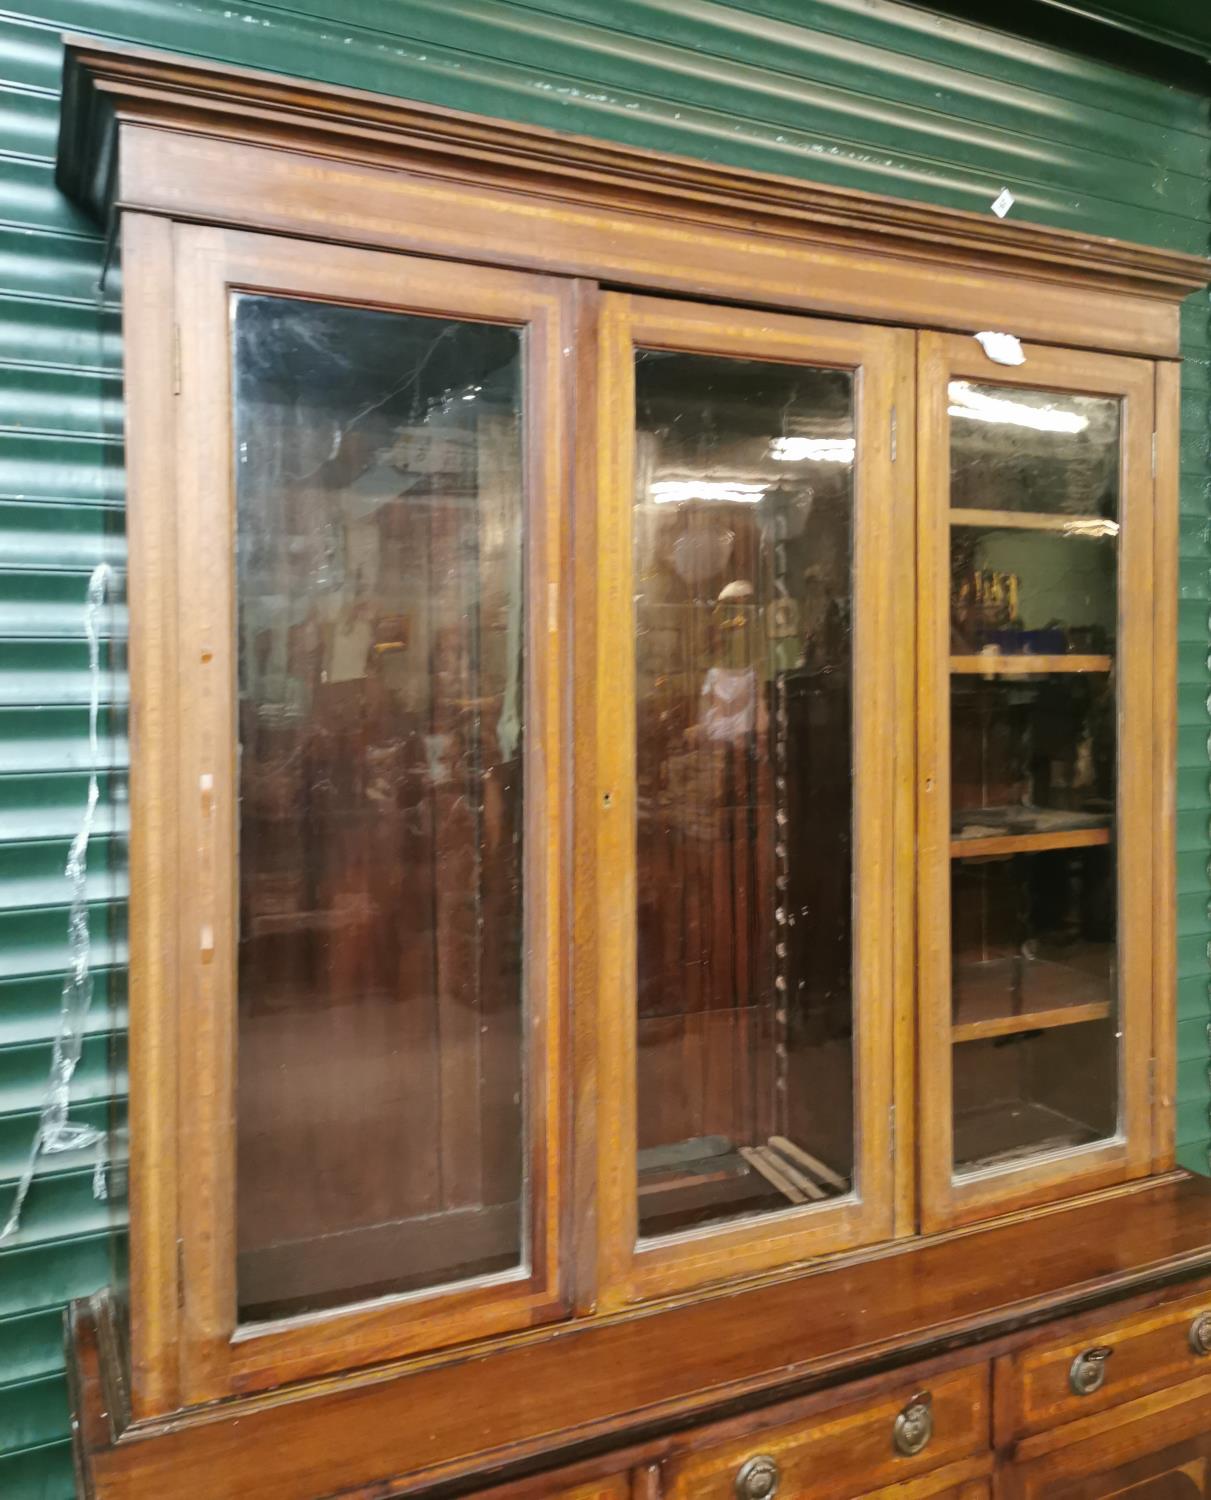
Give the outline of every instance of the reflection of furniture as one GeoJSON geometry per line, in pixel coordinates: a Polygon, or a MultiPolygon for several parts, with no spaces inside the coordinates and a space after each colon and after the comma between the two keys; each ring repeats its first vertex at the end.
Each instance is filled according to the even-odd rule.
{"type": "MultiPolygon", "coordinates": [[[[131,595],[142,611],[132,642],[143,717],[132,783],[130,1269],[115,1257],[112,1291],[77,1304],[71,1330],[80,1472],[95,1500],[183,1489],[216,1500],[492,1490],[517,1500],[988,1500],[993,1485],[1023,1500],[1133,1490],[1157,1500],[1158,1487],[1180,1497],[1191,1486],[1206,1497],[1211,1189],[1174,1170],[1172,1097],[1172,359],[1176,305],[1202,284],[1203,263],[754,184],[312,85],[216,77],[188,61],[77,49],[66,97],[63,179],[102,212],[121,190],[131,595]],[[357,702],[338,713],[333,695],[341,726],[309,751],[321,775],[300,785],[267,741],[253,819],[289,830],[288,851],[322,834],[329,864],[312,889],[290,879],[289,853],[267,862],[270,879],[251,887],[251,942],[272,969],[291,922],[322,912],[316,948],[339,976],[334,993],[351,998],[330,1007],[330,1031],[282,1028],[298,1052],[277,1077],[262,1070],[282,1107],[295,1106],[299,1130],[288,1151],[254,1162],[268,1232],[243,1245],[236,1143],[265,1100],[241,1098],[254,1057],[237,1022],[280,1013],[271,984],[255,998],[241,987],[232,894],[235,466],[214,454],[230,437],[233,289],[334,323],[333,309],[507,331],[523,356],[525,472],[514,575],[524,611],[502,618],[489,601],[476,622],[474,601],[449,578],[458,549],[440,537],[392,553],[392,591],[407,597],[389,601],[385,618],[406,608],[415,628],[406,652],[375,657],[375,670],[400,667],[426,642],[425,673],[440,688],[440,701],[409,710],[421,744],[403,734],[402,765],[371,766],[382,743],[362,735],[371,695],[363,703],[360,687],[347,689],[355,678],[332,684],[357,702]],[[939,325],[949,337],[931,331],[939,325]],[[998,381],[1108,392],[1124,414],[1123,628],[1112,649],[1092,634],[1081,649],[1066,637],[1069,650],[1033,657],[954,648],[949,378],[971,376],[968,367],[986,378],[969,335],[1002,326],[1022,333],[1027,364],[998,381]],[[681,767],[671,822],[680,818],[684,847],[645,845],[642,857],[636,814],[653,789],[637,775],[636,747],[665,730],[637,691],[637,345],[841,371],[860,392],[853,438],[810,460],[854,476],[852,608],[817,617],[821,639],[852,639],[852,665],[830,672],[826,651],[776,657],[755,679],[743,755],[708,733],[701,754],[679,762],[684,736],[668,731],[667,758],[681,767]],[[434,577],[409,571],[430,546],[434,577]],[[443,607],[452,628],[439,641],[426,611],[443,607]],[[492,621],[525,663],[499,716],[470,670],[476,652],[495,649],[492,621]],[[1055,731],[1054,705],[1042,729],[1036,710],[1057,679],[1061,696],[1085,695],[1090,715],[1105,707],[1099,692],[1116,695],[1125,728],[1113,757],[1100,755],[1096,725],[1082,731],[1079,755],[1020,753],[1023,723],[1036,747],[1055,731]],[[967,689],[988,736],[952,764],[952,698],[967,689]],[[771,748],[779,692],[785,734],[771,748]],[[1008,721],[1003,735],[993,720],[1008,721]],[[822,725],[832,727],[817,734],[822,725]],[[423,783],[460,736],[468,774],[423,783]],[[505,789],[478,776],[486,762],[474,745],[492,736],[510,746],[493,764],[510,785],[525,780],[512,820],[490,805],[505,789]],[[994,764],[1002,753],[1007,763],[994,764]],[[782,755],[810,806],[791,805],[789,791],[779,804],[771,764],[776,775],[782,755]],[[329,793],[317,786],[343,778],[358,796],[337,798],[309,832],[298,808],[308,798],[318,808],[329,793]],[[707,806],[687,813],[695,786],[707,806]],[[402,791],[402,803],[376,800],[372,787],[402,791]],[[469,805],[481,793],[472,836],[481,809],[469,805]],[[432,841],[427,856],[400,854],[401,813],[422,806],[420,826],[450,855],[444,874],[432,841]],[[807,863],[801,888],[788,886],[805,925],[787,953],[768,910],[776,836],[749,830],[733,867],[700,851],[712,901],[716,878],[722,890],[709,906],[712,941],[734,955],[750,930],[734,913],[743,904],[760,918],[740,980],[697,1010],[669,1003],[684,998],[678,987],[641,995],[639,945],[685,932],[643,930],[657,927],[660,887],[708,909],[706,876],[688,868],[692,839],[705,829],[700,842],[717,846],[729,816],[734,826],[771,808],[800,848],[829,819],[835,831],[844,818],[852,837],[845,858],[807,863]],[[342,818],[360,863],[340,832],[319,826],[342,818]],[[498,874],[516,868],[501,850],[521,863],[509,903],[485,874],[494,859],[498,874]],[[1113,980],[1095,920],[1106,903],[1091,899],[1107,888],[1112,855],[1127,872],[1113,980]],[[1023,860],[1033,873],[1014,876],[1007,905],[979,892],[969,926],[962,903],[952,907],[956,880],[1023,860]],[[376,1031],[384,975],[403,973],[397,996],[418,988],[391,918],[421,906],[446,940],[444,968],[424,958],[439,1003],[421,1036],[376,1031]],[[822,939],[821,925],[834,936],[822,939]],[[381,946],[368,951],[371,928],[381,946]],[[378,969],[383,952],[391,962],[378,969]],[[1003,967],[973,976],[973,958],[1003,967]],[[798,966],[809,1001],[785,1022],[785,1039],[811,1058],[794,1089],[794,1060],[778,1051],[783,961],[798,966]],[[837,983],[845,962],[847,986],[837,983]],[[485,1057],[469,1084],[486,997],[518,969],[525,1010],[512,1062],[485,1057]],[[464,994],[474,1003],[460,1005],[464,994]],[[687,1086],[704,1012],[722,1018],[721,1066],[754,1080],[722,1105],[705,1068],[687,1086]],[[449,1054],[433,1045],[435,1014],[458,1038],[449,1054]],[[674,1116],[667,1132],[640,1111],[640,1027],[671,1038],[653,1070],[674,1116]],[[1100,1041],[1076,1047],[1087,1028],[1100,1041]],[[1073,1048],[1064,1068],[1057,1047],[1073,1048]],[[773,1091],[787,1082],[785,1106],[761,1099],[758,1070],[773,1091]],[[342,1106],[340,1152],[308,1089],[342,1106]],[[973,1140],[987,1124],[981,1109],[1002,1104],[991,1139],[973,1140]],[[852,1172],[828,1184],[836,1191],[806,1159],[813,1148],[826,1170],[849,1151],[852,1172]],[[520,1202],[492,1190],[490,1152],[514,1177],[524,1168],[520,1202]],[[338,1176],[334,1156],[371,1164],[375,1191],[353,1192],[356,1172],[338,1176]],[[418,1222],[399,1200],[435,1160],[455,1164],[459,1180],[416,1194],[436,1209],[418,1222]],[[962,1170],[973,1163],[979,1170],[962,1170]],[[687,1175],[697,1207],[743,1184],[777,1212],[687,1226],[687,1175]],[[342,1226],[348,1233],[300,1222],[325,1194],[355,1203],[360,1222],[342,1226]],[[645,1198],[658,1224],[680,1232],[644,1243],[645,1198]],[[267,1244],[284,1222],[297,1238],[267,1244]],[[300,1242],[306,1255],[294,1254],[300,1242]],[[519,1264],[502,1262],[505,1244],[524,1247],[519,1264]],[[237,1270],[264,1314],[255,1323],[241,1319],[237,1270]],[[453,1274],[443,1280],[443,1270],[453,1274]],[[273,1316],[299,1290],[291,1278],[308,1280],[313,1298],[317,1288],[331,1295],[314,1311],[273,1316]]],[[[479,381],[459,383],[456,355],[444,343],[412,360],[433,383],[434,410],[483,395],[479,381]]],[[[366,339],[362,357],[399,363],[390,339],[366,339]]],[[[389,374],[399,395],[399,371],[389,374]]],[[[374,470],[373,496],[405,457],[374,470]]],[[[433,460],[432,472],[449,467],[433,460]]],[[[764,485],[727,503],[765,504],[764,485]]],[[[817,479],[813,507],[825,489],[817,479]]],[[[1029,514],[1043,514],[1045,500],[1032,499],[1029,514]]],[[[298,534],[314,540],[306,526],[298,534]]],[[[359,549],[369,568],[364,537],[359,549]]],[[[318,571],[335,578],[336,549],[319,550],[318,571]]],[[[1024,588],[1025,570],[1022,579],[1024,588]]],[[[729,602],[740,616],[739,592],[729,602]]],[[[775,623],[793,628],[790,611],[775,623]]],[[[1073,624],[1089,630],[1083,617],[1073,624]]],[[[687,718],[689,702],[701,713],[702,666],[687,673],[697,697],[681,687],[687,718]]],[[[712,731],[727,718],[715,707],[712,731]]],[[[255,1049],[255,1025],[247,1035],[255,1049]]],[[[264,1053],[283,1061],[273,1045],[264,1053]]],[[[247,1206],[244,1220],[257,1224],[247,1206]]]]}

---+---

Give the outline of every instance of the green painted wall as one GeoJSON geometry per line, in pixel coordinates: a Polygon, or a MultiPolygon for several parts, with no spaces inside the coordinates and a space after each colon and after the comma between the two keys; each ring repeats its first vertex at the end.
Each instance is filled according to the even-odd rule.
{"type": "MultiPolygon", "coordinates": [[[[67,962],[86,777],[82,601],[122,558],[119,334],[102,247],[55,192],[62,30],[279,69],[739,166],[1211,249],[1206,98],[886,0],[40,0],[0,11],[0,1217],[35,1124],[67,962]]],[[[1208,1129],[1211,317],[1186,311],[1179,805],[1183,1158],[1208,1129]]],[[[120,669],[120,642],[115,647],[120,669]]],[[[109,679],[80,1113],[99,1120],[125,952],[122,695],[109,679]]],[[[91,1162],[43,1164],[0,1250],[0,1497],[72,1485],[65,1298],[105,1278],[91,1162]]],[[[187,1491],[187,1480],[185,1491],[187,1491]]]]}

---+---

BRIEF :: Report every line above that has the string "outline" in it.

ANSWER SPACE ::
Give the outline of every instance of the reflection of furniture as one GeoJSON geometry per line, in pixel coordinates: a Polygon, or a MultiPolygon for several parts, with no spaces inside the coordinates and a space after each colon and after the comma between the two keys; each ring repeats its first vertex at the end.
Give the outline of every instance of the green painted wall as one GeoJSON geometry per line, in pixel coordinates: a Polygon, or a MultiPolygon for several parts, with no spaces inside the coordinates and a space after each colon and after the comma between the two keys; each ring repeats its first vertex at the end.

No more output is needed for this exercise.